> **Exercise objective**
Copy the data word for word, from its first line through the line that contains "POLYGON ((134 106, 131", including that line. Leave out the pictures.

* Start Available data *

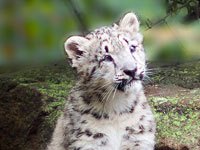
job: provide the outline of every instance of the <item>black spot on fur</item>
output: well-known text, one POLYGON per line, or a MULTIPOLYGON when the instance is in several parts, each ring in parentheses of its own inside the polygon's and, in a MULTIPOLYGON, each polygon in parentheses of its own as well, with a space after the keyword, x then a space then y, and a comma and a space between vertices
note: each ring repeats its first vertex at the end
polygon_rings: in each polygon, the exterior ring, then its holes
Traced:
POLYGON ((140 117, 140 121, 144 120, 144 118, 145 118, 145 115, 142 115, 142 116, 140 117))
POLYGON ((126 131, 128 131, 128 134, 133 134, 135 130, 131 127, 126 127, 126 131))
POLYGON ((140 133, 144 133, 145 128, 143 125, 139 125, 139 129, 140 129, 140 133))
POLYGON ((96 113, 96 112, 92 112, 92 116, 96 119, 101 119, 101 115, 99 113, 96 113))
POLYGON ((76 54, 76 58, 79 58, 80 56, 83 55, 83 51, 79 50, 77 43, 72 42, 72 43, 67 45, 67 48, 70 49, 71 51, 73 51, 76 54))
POLYGON ((147 102, 142 103, 142 109, 147 109, 147 105, 148 105, 147 102))
POLYGON ((85 134, 89 137, 92 136, 92 132, 89 129, 85 130, 85 134))
POLYGON ((86 123, 87 123, 87 121, 86 121, 86 120, 83 120, 83 121, 81 121, 81 123, 82 123, 82 124, 86 124, 86 123))
POLYGON ((107 144, 107 141, 101 141, 101 146, 105 146, 107 144))
POLYGON ((96 133, 95 135, 93 135, 93 138, 99 139, 99 138, 102 138, 103 136, 104 136, 103 133, 96 133))
POLYGON ((134 106, 131 107, 131 109, 129 110, 129 113, 133 113, 134 112, 134 106))
POLYGON ((91 111, 91 109, 86 109, 86 110, 83 110, 83 111, 81 112, 81 114, 82 114, 82 115, 84 115, 84 114, 89 114, 90 111, 91 111))
POLYGON ((140 146, 140 144, 137 143, 137 144, 135 144, 135 146, 140 146))
POLYGON ((74 147, 74 150, 81 150, 81 147, 74 147))

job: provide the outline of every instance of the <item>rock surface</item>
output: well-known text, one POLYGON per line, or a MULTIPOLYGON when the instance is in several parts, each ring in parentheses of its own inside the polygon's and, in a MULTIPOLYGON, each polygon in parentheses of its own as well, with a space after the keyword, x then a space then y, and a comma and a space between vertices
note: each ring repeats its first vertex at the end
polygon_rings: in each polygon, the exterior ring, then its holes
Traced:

* End Available data *

> **Answer to the problem**
job: provide the outline of every instance of the <item>black spot on fur</item>
output: well-known text, one POLYGON per line, or a MULTIPOLYGON when the instance is in several parts, each ring in parentheses of its own inside the polygon's and, in a MULTIPOLYGON, each polygon in parentheses of its own as well, with a space after the keyword, x then a space then y, and a comma and a space between vertices
note: each ring repeats its first vertex at the end
polygon_rings: in each polygon, the exterior ring, then its holes
Traced:
POLYGON ((140 117, 140 121, 144 120, 144 118, 145 118, 145 115, 142 115, 142 116, 140 117))
POLYGON ((126 131, 128 131, 128 134, 133 134, 135 130, 131 127, 126 127, 126 131))
POLYGON ((140 133, 144 133, 145 128, 143 125, 139 125, 139 129, 140 129, 140 133))
POLYGON ((96 113, 96 112, 92 112, 92 116, 96 119, 101 119, 101 115, 99 113, 96 113))
POLYGON ((76 54, 76 58, 79 58, 80 56, 83 55, 83 51, 79 50, 77 43, 72 42, 72 43, 67 45, 67 48, 70 49, 71 51, 73 51, 76 54))
POLYGON ((147 102, 142 103, 142 109, 147 109, 147 105, 148 105, 147 102))
POLYGON ((85 134, 89 137, 92 136, 92 132, 89 129, 85 130, 85 134))
POLYGON ((86 123, 87 123, 87 121, 86 121, 86 120, 83 120, 83 121, 81 121, 81 123, 82 123, 82 124, 86 124, 86 123))
POLYGON ((107 144, 107 141, 101 141, 101 146, 105 146, 107 144))
POLYGON ((96 133, 95 135, 93 135, 93 138, 99 139, 99 138, 102 138, 103 136, 104 136, 103 133, 96 133))
POLYGON ((134 106, 131 107, 131 109, 129 110, 129 113, 133 113, 134 112, 134 106))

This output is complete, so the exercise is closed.